EXTRAIT FOURNI:
Il peut aussi arriver que l'on se sente très seul, en grande détresse, et que l'on ait besoin de bras dans lesquels pleurer, ou d'une voix réconfortante au bout du téléphone.
Il ne faut pas hésiter alors à faire la liste des personnes sur qui on sait pouvoir compter dans les moments difficiles. Ce peut être des proches mais, de temps temps, nos deuils révèlent aussi des personnes auxquelles nous n'aurions jamais pensé, mais qui sauront être là pour nous!

Vivre sa tristesse grâce aux souvenirs vécus avec son bébé

Perdre un bébé au cours de la grossesse est d'autant plus compliqué que les parents auront vécu peu de moments avec leur enfant.
Ils sentent, à l'intensité de leur peine, combien ce qu'ils vivent est dramatique, mais n'ont que très peu de souvenirs sur lesquels s'appuyer pour faire leur deuil.
Souvent, les parents, moi la première, sont frappés par le fait qu'il ne reste "rien" ou si peu de chose de leur bébé, après sa mort. Cet enfant que si peu de monde a connu, dont la couleur des yeux reste un mystère, tout comme la voix, comment faire son deuil?

TÂCHE COURTE 1: Selon l'extrait sur le deuil d'un bébé, par quoi les parents sont-ils souvent frappés après la mort de leur enfant ?

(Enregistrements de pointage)
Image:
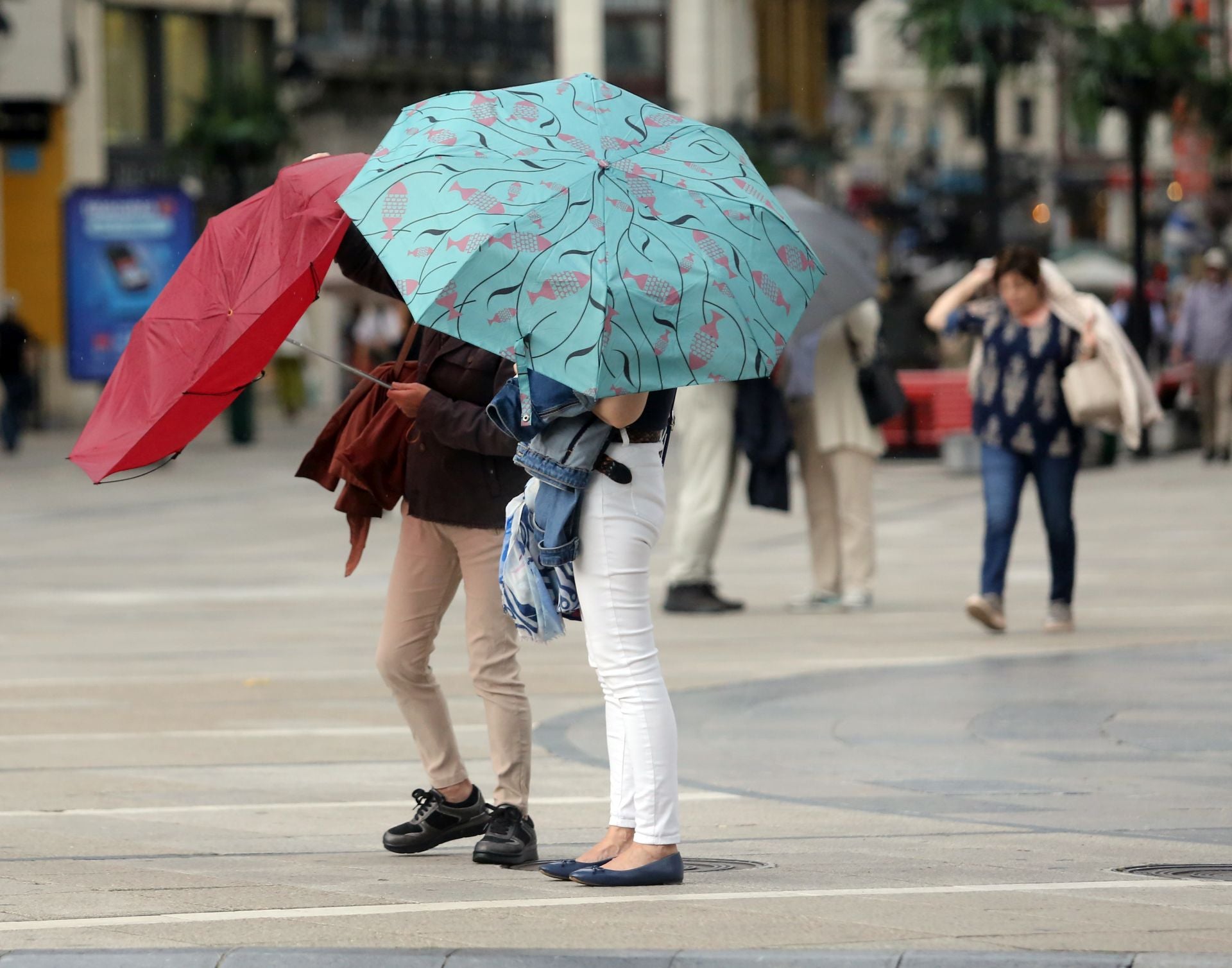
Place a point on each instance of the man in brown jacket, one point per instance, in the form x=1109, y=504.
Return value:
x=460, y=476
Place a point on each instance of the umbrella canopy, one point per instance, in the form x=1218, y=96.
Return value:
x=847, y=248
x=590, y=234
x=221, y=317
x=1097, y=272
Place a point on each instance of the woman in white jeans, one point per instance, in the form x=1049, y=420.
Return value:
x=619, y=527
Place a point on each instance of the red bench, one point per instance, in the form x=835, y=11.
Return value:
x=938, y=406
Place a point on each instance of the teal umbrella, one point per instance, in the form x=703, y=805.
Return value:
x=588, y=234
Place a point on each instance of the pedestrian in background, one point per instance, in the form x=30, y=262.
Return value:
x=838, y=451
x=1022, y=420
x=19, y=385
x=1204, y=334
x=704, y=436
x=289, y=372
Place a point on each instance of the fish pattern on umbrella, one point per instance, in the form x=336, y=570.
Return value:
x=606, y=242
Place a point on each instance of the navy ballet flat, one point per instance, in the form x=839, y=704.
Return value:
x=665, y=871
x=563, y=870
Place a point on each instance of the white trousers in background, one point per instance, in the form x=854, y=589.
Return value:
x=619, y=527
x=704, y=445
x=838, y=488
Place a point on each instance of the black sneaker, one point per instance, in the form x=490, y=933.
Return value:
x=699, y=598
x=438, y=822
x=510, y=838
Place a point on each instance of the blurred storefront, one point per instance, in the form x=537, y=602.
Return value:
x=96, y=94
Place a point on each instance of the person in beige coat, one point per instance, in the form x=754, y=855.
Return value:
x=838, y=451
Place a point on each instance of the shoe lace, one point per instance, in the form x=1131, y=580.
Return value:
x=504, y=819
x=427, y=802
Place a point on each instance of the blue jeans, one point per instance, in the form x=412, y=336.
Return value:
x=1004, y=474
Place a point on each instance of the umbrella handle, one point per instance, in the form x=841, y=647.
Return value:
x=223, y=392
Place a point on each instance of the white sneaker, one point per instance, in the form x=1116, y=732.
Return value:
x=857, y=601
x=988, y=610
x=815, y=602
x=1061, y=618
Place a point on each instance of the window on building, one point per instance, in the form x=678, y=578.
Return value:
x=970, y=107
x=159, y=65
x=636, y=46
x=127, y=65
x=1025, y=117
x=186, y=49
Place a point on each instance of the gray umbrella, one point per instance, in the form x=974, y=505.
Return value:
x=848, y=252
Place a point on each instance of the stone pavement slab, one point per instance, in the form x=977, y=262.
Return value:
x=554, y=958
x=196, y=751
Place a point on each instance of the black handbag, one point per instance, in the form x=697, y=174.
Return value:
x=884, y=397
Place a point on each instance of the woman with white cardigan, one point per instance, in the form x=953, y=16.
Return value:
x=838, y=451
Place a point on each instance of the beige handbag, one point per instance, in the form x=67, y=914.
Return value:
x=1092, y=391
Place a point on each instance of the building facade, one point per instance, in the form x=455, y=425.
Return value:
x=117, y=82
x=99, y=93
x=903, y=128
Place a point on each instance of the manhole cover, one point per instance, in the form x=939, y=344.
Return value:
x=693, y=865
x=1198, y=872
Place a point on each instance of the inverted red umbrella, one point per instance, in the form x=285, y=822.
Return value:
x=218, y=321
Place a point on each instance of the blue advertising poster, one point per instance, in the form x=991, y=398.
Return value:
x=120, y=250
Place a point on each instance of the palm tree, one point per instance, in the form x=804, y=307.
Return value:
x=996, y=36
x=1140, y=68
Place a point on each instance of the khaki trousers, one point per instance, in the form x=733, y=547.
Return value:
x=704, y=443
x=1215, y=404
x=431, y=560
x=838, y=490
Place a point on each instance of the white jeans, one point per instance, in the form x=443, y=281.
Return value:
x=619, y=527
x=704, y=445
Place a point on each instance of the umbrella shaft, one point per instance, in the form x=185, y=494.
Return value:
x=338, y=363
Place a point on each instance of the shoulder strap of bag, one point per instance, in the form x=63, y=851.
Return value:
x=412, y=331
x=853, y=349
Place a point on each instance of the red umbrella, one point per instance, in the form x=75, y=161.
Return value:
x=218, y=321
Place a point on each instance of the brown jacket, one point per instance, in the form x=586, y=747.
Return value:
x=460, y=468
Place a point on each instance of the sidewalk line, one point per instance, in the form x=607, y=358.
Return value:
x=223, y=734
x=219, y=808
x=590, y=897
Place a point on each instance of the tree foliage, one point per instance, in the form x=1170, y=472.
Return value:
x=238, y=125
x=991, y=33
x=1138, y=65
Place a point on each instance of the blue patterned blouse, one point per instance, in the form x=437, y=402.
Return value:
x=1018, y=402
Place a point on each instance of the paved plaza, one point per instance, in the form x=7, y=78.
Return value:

TÂCHE COURTE 2: Convertissez en CSV à deux colonnes, nommées consigne et reponse, les enregistrements compris entre la ligne contenant « Place a point on each instance of the blurred » et la ligne contenant « x=223, y=392 », ces deux lignes incluses. Produisez une ligne par consigne, chaque champ étant entre guillemets et les sauts de ligne y étant remplacés par des espaces.

SORTIE 1: Par le fait qu'il ne reste « rien » ou si peu de chose de leur bébé.

SORTIE 2:
consigne,reponse
"Place a point on each instance of the blurred storefront, one point per instance, in the form x=537, y=602. Return value:","x=96, y=94"
"Place a point on each instance of the person in beige coat, one point per instance, in the form x=754, y=855. Return value:","x=838, y=451"
"Place a point on each instance of the shoe lace, one point per instance, in the form x=1131, y=580. Return value:","x=504, y=819 x=427, y=802"
"Place a point on each instance of the blue jeans, one point per instance, in the form x=412, y=336. Return value:","x=1004, y=474"
"Place a point on each instance of the umbrella handle, one point per instance, in the form x=841, y=647. Return value:","x=223, y=392"